= ABOUT THIS EXERCISE =
Below are entries. Reproduce exactly the lines between the line holding "Label a point on each instance of the ocean" and the line holding "Label a point on each instance of the hazy", inclusive, and only those.

= RECORDED DATA =
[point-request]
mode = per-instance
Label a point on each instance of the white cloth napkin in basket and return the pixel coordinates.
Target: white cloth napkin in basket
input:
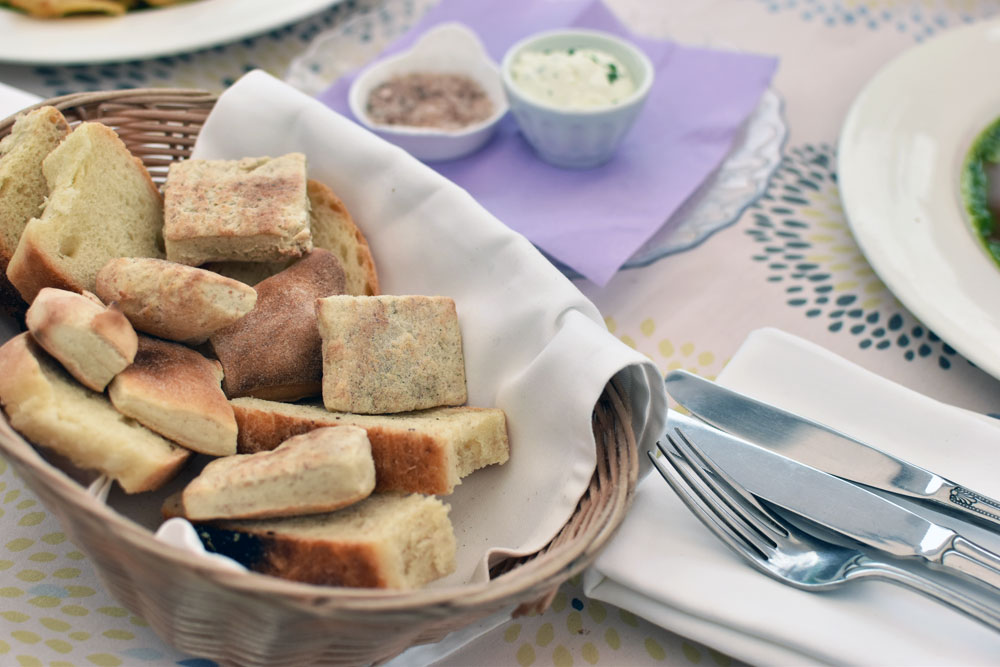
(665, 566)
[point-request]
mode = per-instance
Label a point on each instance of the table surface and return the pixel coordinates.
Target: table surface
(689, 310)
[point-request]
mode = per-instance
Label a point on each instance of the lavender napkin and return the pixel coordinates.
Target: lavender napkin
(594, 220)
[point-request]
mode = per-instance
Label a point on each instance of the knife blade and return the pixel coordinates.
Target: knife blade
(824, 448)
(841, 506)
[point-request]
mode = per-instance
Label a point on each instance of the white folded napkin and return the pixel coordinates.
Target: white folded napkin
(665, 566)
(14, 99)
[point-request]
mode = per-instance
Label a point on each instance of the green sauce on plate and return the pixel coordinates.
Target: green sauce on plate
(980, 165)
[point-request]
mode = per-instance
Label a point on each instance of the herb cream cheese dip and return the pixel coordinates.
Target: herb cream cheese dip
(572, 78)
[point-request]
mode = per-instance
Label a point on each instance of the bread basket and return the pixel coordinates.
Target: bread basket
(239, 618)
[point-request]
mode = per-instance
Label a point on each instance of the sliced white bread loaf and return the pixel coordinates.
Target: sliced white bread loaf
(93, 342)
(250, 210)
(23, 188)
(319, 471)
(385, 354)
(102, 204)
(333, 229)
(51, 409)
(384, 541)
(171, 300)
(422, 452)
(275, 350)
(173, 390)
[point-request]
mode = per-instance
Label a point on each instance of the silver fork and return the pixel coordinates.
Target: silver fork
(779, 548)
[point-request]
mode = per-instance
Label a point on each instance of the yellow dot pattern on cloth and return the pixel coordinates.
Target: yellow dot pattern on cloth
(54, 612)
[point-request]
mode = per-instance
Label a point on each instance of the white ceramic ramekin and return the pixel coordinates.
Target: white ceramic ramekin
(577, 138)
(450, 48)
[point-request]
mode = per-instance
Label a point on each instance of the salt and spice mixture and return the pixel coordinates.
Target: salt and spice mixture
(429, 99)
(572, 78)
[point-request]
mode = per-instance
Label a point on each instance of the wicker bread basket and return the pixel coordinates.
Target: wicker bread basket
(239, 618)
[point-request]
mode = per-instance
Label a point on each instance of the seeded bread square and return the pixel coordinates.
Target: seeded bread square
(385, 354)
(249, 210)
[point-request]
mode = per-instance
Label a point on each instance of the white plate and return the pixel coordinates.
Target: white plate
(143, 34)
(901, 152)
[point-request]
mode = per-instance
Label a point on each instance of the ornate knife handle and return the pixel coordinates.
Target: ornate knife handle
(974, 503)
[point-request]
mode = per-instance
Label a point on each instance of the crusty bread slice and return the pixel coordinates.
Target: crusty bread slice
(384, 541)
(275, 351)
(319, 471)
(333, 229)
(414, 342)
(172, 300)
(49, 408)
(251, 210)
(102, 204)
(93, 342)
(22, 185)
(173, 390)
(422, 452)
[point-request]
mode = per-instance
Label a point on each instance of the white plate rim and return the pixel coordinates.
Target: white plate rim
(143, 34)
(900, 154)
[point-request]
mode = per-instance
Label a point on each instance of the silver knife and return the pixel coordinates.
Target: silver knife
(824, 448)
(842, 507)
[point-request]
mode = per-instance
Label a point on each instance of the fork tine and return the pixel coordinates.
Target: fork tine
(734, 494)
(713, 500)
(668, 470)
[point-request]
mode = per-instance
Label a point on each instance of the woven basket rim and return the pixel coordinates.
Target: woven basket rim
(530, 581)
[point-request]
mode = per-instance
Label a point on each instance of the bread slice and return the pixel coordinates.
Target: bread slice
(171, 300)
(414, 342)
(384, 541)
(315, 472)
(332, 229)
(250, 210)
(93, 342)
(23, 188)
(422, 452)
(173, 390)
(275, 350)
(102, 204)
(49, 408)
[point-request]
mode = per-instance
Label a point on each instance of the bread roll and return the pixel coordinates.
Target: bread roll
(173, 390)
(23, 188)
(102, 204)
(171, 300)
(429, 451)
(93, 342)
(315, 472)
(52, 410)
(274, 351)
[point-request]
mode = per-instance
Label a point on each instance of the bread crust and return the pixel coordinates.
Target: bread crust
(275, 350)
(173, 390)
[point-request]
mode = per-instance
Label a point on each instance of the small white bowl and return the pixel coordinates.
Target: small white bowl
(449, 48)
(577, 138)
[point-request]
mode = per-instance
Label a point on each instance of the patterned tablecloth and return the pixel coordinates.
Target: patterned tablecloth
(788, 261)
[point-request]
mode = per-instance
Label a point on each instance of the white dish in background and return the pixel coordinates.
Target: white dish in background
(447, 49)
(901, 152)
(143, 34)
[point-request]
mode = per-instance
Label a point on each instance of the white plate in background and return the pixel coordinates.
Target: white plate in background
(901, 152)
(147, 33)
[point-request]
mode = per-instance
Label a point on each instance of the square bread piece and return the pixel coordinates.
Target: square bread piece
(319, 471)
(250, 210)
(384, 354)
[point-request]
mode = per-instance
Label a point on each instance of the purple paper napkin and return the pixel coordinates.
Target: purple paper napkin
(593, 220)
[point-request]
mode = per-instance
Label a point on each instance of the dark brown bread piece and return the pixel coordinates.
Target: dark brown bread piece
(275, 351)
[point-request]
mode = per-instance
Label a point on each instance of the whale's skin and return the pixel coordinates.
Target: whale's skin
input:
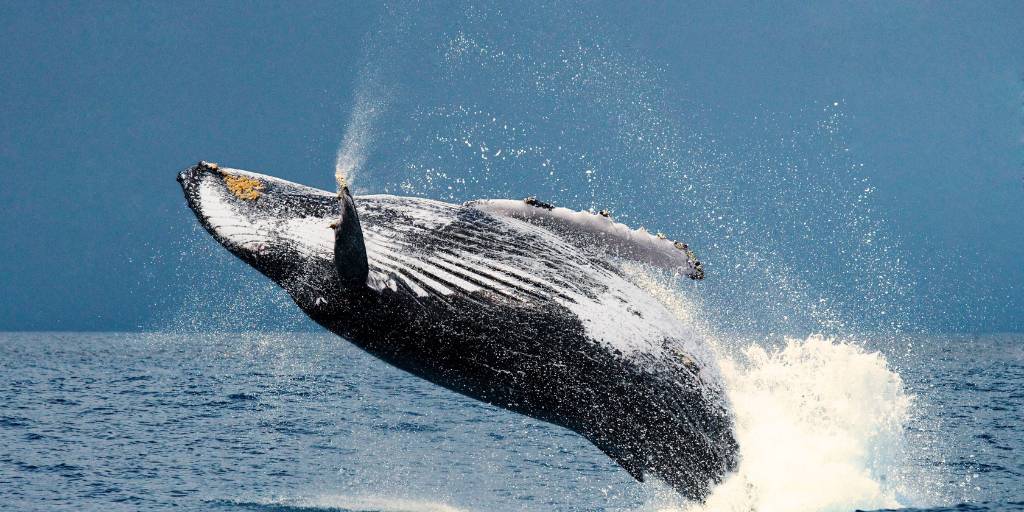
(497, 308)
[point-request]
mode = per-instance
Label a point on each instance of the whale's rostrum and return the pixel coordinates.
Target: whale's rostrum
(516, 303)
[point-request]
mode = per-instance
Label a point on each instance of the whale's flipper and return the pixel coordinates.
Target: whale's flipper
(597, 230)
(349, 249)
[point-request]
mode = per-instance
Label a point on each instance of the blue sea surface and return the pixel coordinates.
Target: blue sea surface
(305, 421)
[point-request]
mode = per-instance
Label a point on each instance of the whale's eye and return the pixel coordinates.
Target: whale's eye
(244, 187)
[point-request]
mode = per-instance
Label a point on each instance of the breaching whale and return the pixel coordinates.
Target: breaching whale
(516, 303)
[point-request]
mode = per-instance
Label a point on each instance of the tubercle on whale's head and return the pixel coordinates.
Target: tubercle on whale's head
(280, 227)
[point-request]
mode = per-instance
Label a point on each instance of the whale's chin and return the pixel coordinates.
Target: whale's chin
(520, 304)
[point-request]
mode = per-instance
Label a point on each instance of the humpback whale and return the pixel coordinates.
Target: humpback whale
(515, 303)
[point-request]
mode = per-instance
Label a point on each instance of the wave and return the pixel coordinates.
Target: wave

--

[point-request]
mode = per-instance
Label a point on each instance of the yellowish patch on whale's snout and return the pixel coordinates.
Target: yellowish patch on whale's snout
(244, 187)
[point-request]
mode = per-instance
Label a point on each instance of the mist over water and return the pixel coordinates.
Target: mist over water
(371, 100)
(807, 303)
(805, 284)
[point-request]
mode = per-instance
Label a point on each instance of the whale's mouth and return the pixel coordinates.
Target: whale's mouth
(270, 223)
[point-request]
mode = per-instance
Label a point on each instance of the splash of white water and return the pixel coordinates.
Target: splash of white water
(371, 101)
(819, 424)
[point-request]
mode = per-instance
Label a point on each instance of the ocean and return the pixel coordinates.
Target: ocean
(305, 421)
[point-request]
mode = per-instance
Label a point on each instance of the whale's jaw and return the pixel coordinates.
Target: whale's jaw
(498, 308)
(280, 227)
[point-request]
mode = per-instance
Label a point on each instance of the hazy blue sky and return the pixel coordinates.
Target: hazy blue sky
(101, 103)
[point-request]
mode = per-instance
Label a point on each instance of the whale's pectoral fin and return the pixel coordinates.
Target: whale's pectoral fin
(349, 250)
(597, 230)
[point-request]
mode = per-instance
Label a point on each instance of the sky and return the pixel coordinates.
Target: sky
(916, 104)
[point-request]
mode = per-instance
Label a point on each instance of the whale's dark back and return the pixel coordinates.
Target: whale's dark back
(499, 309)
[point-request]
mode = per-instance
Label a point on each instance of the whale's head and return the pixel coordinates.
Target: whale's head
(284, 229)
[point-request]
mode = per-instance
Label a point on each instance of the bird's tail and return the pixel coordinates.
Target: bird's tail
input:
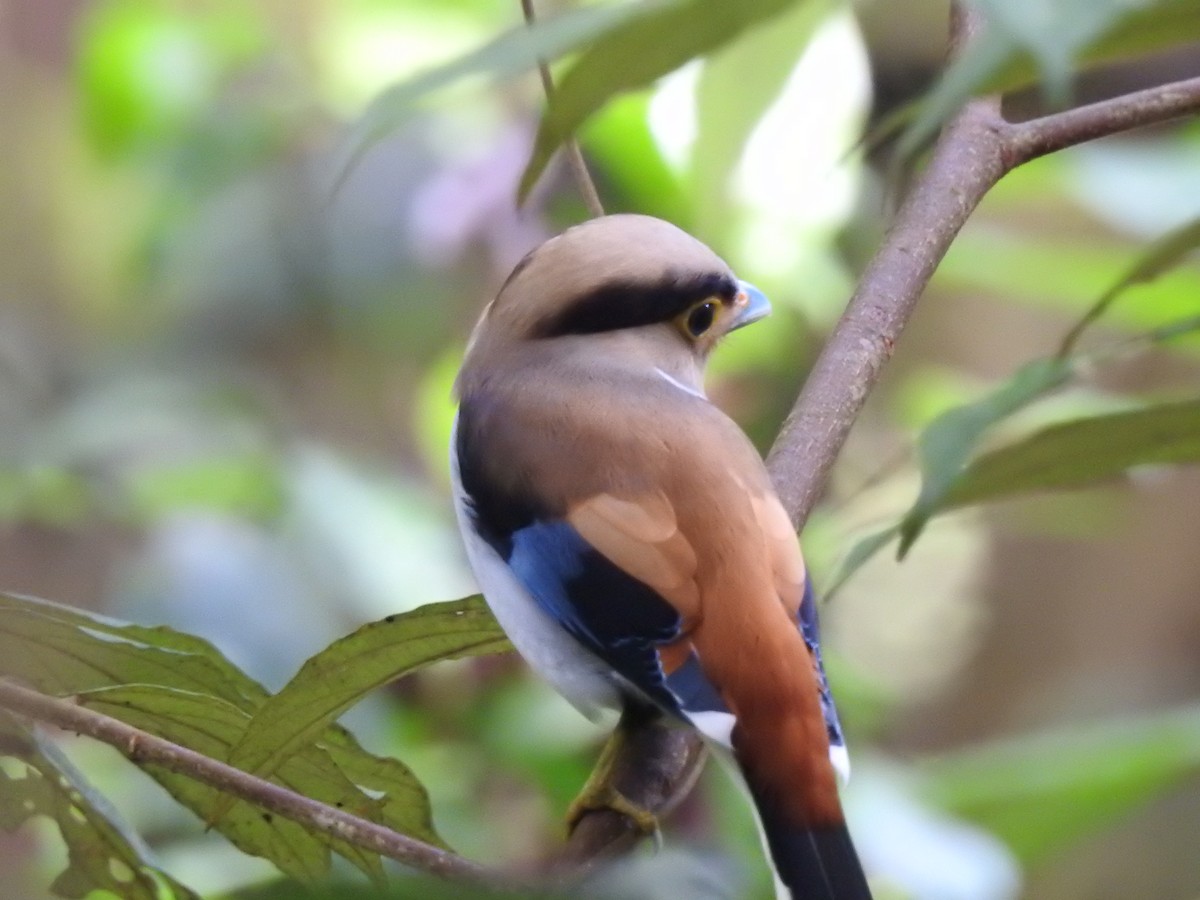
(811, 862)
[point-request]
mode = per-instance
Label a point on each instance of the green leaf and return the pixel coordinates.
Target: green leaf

= YOUR RESPONSE =
Label a point on each instance of the ocean and return the pixel coordinates.
Target: ocean
(305, 421)
[point-request]
mode = per-instance
Label a point on each instance of the whale's jaw and return the pixel coordinates.
Target: whale's jaw
(498, 308)
(280, 227)
[point-request]
mode = per-instance
Label a point on each instance of the hazy blue sky and return the pixel coordinates.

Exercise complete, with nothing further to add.